• [WHAT YOU NEED TO DO]: Each entry below should be retyped exactly, with nothing omitted.

• [SUPPLIED RECORDS]:
▼
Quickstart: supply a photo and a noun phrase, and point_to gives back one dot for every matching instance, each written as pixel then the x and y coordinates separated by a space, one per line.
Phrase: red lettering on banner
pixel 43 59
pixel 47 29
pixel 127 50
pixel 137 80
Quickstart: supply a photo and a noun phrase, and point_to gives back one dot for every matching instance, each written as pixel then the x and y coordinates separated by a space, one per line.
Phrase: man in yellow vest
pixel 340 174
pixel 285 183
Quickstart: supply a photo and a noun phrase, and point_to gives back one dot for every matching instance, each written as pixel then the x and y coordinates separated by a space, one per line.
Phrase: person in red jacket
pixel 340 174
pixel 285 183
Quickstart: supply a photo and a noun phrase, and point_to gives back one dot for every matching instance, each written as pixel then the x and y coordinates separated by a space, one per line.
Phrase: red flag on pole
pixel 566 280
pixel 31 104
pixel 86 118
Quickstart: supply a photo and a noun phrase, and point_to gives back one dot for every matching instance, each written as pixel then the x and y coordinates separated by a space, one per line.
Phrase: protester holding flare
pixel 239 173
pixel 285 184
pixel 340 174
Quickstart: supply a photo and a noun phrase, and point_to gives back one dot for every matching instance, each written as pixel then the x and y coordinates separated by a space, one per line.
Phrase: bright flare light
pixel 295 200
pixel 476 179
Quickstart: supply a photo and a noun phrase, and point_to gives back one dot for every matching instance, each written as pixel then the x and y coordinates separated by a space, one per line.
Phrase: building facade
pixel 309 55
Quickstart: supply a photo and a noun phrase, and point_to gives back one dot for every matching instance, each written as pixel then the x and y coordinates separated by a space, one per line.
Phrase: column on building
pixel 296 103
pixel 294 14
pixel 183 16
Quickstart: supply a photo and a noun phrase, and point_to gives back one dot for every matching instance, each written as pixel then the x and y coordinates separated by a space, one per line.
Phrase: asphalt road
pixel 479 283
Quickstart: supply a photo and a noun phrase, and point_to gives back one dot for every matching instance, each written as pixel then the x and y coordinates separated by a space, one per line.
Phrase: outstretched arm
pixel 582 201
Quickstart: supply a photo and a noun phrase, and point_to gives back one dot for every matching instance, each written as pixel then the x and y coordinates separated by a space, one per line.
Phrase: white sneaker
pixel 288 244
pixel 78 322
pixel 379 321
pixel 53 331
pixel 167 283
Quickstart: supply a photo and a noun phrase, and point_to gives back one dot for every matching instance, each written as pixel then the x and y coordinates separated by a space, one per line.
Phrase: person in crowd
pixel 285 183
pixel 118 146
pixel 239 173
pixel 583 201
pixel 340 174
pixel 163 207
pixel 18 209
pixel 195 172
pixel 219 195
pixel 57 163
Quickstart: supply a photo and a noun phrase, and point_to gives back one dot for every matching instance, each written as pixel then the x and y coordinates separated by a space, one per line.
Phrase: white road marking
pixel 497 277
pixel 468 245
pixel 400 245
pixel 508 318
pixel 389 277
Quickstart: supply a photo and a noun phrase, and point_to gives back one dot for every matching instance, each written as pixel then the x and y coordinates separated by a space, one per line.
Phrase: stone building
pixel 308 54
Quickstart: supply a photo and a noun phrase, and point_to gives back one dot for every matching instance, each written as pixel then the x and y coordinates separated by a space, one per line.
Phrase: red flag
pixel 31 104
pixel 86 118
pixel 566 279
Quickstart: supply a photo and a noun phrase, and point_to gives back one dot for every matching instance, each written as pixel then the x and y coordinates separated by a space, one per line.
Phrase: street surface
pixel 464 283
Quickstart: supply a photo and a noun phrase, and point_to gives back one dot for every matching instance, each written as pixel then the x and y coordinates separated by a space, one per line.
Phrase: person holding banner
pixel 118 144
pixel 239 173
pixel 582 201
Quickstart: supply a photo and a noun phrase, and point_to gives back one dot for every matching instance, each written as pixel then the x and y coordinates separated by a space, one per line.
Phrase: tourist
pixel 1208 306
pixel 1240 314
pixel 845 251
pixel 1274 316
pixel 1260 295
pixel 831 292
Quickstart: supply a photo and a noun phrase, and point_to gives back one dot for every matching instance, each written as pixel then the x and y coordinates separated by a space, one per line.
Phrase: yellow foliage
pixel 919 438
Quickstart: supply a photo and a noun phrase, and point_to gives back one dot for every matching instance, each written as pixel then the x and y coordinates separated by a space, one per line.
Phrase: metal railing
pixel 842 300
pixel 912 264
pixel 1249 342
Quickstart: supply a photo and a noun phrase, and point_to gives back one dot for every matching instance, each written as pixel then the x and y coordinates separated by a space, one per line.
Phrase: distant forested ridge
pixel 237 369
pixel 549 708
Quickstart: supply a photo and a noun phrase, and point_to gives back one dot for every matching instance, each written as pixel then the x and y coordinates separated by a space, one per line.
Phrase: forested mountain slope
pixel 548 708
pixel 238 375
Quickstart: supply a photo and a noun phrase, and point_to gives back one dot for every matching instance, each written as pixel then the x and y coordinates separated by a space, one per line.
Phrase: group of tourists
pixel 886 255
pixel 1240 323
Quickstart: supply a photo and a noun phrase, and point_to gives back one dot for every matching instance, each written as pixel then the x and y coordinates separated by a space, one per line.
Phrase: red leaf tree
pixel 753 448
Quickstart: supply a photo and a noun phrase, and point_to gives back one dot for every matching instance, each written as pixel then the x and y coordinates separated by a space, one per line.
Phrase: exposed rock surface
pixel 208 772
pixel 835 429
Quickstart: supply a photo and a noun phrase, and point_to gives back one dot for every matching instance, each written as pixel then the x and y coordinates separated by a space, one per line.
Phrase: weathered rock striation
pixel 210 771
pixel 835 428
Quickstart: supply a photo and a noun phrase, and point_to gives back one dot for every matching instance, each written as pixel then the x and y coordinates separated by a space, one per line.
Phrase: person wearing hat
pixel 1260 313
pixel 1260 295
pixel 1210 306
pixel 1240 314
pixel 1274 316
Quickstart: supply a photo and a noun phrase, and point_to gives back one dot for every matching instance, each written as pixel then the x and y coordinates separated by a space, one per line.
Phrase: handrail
▲
• [ANSWER BELOW]:
Quickstart: supply a photo and a noun phrase, and point_to gives back one dot for every matching instance, each written as pixel then the x and y coordinates separated by a space, one per line.
Phrase: red lettering on banner
pixel 43 59
pixel 47 29
pixel 127 50
pixel 137 80
Quickstart: supply a photo and a noun phrase, and point_to gives back one dot for every matching instance, each written as pixel then the x and y coordinates separated by a space, one per line.
Phrase: man in yellow vest
pixel 340 174
pixel 285 183
Quickstart: supply a photo and a noun phrase, and point_to gives back one dot for every matching instance, each written as pixel then the x and y coordinates separated by a space, one per line.
Phrase: person in red jacket
pixel 340 174
pixel 285 183
Quickstart: supply a photo and a noun phrase, and point_to gives back one dot for every matching instance, each written as pixel then the x and y coordinates separated by a space, one per line.
Phrase: red flag on pole
pixel 566 280
pixel 31 104
pixel 86 118
Quickstart: supply a photo and a noun phrase, and point_to gives back one dot for every matching instance, each written as pixel then the x and y coordinates separated by a space, one per line.
Phrase: protester holding flare
pixel 239 173
pixel 285 184
pixel 340 174
Quickstart: supply a photo and a noun phrase, and point_to gives back one dot for every matching instance, each written as pixel then the x and y coordinates separated by a space, one per line.
Phrase: bright flare light
pixel 295 200
pixel 476 179
Quickstart: supply a photo and a noun phrase, and point_to gives back one dot for every matching instance, each written as pixel then the x and y coordinates separated by a space, one per line.
Phrase: building facade
pixel 309 55
Quickstart: supply a photo and a noun phrase, and point_to gives back one dot for every matching instance, each written as pixel then the x and y coordinates separated by a space, one per line.
Phrase: column on building
pixel 296 103
pixel 294 14
pixel 183 16
Quickstart: supply a photo and a noun phrase, and point_to gives back one dot for every matching instance, each written as pixel then the x and y coordinates separated by a space, one per line.
Phrase: asphalt road
pixel 479 283
Quickstart: supply a photo and a noun phrase, and point_to gives back one dot for every matching instance, each written as pixel then the x and y coordinates separated by a space, one per line.
Phrase: outstretched arm
pixel 582 201
Quickstart: supply a photo and a noun phrase, and point_to gives back one dot for every matching instance, each written as pixel then the x and y coordinates separated by a space, one per line.
Phrase: white sneaker
pixel 288 244
pixel 78 322
pixel 379 321
pixel 53 331
pixel 167 283
Quickstart: supply a photo and a noun phrase, and point_to gives back one dot for every matching instance, each written as pixel then the x and y coordinates separated by a space, one per line.
Phrase: person in crowd
pixel 285 183
pixel 118 146
pixel 239 173
pixel 583 201
pixel 340 174
pixel 163 207
pixel 18 209
pixel 195 172
pixel 219 195
pixel 57 163
Quickstart: supply a photo and a noun phrase, and point_to gives back one dot for every matching instance, each written as pixel then the x and y coordinates separated by a space, one per line.
Phrase: white road marking
pixel 497 277
pixel 468 245
pixel 400 245
pixel 508 318
pixel 389 277
Quickstart: supply a photo and a noun phrase, and point_to gives back one dot for every matching instance, each written as pixel then the x and y coordinates separated by a space, one per line.
Phrase: stone building
pixel 308 54
Quickstart: supply a photo and a noun phrase, and point_to gives back one dot for every matching instance, each written as pixel then the x and y coordinates separated by a space, one per line.
Phrase: red flag
pixel 31 104
pixel 86 118
pixel 566 279
Quickstart: supply a photo and a noun phrase, and point_to gives back one dot for every matching instance, each written as pixel then the x and y coordinates separated by a space, one per line.
Phrase: street surface
pixel 464 283
Quickstart: supply a photo and a noun phrase, and point_to gives back one dot for every matching instance, each written as pixel then the x and y coordinates separated by a space, one per line.
Phrase: person holding banner
pixel 118 144
pixel 239 173
pixel 582 201
Quickstart: supply a photo and a noun phrase, and point_to gives back one dot for every matching instance, each written as pixel then the x and y coordinates separated by a space, one per line.
Phrase: tourist
pixel 1208 306
pixel 1240 314
pixel 845 251
pixel 1274 316
pixel 1260 295
pixel 831 292
Quickstart: supply a photo and a noun phrase, and point_to gives back one dot for every matching instance, each written as pixel then the x and y coordinates separated by a space, one per line.
Phrase: yellow foliage
pixel 919 438
Quickstart: supply a photo and a noun phrase, and point_to gives back one dot for every matching instance, each written as pixel then the x and y coordinates separated by a space, one per line.
Phrase: metal railing
pixel 842 300
pixel 912 264
pixel 1249 342
Quickstart: supply a photo and a noun phrase, and point_to gives back one dot for every matching instance, each written as pixel then the x and y coordinates separated by a space, one per line.
Phrase: distant forested ridge
pixel 237 369
pixel 549 708
Quickstart: supply a photo and a noun phrase, and point_to gives back one dot for every matching instance, each written as pixel then the x and y coordinates separated by a space, one per line.
Phrase: forested mountain slope
pixel 548 708
pixel 238 375
Quickstart: supply a photo and a noun phrase, and point_to gives back one dot for every matching instance, each written as pixel then the x and y coordinates separated by a space, one per line.
Phrase: group of tourists
pixel 886 255
pixel 1240 323
Quickstart: supply a photo and a noun phrase, and point_to gives back one dot for every matching instance, each written as pixel then the x and y coordinates separated by a space, one per line.
Phrase: red leaf tree
pixel 753 448
Quickstart: supply a photo and a noun phrase, and point_to gives back one dot for every matching instance, each written as pixel then the x and y coordinates separated by a space, one per line.
Phrase: exposed rock surface
pixel 208 772
pixel 835 429
Quickstart: supply a photo and a noun phrase, and point_to gives back one dot for every matching instance, each written as pixel then the x and y coordinates separated by a space, one per line.
Phrase: weathered rock striation
pixel 210 771
pixel 835 428
Quickstart: supply a photo and a noun phrase, and point_to gives back one dot for every matching instance, each written as pixel then the x and y coordinates separated by a space, one per line.
Phrase: person wearing hat
pixel 1260 313
pixel 1260 295
pixel 1210 306
pixel 1240 314
pixel 1274 316
Quickstart: supply a photo and a noun phrase, and point_to gives back one dot for every matching instance, each written as pixel then the x and y coordinates separated by a space, one per line.
Phrase: handrail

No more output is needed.